Excerpts from location labeling data
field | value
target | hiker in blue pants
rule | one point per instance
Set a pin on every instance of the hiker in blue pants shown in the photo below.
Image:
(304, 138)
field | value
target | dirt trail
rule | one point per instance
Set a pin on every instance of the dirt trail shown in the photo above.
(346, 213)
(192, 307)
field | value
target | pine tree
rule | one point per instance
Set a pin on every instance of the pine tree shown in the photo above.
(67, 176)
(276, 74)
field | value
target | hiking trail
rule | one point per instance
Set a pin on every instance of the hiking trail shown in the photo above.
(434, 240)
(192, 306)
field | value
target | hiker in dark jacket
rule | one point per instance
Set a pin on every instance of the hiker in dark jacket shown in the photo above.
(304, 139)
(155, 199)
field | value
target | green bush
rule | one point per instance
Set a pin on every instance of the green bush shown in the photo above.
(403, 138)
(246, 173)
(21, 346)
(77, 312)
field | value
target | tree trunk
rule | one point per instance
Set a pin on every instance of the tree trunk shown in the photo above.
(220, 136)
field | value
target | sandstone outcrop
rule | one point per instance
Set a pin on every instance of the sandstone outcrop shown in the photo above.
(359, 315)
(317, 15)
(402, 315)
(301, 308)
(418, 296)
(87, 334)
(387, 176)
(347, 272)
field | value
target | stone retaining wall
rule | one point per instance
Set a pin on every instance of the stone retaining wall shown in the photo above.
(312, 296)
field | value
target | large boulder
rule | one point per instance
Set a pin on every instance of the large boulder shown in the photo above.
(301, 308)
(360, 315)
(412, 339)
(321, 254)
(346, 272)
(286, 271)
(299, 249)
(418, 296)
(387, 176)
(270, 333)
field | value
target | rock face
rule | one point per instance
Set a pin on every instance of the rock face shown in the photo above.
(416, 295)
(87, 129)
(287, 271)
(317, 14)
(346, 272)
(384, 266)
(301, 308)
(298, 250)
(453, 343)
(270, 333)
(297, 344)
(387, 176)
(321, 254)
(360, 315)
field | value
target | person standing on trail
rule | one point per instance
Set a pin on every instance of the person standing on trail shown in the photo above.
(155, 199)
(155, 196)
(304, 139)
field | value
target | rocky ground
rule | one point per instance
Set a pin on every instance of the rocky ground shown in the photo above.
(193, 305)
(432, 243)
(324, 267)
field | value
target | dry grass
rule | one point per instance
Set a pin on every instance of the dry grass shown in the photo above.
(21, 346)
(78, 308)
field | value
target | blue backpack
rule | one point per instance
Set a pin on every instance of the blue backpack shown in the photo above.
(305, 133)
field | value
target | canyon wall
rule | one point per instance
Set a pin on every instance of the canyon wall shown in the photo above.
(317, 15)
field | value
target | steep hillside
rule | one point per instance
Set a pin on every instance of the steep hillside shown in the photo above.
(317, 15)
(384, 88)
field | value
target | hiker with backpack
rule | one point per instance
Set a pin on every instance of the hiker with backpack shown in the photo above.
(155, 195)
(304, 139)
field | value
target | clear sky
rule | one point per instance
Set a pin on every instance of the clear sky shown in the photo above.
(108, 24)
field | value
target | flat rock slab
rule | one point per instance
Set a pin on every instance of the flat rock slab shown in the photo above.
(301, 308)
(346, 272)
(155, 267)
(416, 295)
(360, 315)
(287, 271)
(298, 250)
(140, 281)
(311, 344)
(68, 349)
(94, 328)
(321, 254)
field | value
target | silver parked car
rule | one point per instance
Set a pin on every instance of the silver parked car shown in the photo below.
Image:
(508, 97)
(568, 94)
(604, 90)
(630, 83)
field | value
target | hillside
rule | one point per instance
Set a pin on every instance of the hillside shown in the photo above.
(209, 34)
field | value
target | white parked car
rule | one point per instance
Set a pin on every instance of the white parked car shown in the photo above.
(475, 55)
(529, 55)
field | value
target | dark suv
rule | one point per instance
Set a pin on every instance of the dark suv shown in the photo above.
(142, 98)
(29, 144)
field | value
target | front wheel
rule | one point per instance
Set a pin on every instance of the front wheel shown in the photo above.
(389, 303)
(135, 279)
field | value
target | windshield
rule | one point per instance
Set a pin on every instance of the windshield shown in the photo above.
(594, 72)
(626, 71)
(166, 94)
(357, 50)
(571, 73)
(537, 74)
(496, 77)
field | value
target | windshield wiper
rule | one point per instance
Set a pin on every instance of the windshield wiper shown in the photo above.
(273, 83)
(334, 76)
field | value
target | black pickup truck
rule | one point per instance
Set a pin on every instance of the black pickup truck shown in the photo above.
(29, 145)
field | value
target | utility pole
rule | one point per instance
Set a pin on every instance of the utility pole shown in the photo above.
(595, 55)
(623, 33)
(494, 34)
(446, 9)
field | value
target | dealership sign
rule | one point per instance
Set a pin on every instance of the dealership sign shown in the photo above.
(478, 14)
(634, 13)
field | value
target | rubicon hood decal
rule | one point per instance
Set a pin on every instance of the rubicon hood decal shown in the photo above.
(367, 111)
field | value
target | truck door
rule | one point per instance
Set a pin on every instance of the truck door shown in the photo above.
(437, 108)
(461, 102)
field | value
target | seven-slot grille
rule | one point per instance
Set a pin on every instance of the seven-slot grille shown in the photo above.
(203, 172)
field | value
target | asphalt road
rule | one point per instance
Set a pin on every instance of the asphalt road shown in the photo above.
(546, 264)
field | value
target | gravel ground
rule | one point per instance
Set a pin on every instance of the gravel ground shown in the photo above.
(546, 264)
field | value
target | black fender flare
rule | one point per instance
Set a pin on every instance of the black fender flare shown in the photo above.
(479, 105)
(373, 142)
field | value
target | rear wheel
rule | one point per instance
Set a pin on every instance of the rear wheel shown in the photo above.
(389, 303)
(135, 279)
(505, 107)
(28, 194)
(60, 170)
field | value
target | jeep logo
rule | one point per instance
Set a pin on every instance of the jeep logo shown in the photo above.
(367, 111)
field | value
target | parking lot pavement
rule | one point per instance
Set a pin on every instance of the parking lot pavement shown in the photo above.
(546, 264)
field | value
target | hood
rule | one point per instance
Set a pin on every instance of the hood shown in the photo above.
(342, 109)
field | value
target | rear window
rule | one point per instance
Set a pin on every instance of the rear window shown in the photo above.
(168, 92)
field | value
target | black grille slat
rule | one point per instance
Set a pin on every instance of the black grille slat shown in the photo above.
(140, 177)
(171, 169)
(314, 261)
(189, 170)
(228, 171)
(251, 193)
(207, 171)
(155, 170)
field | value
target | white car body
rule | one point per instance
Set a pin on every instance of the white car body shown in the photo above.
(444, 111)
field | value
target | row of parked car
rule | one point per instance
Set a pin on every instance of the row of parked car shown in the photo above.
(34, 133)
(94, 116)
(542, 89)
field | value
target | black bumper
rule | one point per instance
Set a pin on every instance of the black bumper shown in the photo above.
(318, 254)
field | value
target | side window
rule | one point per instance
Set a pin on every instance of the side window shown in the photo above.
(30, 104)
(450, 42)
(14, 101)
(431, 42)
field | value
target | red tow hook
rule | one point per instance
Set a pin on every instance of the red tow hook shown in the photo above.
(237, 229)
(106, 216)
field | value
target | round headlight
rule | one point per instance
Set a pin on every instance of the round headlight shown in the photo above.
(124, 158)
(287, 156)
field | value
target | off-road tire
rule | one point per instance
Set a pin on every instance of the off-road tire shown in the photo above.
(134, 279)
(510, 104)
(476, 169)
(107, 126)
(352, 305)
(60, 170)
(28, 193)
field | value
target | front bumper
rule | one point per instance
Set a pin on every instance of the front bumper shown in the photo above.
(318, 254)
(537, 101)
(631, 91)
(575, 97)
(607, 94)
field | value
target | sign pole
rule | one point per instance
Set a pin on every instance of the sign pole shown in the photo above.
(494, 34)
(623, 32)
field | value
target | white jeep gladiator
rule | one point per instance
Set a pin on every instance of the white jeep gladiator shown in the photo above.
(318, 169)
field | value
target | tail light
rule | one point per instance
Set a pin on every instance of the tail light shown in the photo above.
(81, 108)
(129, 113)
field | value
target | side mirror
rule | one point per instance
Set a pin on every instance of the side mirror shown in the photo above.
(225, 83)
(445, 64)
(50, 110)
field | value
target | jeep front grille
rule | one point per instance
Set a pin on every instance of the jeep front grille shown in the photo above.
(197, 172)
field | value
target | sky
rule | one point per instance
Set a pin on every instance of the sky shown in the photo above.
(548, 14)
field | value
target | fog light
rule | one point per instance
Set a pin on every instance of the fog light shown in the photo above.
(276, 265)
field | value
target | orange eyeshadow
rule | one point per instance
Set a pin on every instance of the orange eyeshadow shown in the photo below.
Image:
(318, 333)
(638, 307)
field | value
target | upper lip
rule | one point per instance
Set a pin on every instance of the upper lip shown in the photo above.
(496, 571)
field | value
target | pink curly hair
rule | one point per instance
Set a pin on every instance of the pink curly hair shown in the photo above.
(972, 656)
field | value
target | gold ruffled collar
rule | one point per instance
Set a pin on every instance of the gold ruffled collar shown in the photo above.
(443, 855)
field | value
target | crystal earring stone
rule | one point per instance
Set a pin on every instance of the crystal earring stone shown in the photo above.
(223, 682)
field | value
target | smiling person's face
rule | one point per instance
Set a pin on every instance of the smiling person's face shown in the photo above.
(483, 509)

• WORK TO BE COMPLETED: Show every line of the material above that contains the string "clear".

• CORRECT OUTPUT:
target | clear sky
Set a pin on every instance of the clear sky shown in the photo above.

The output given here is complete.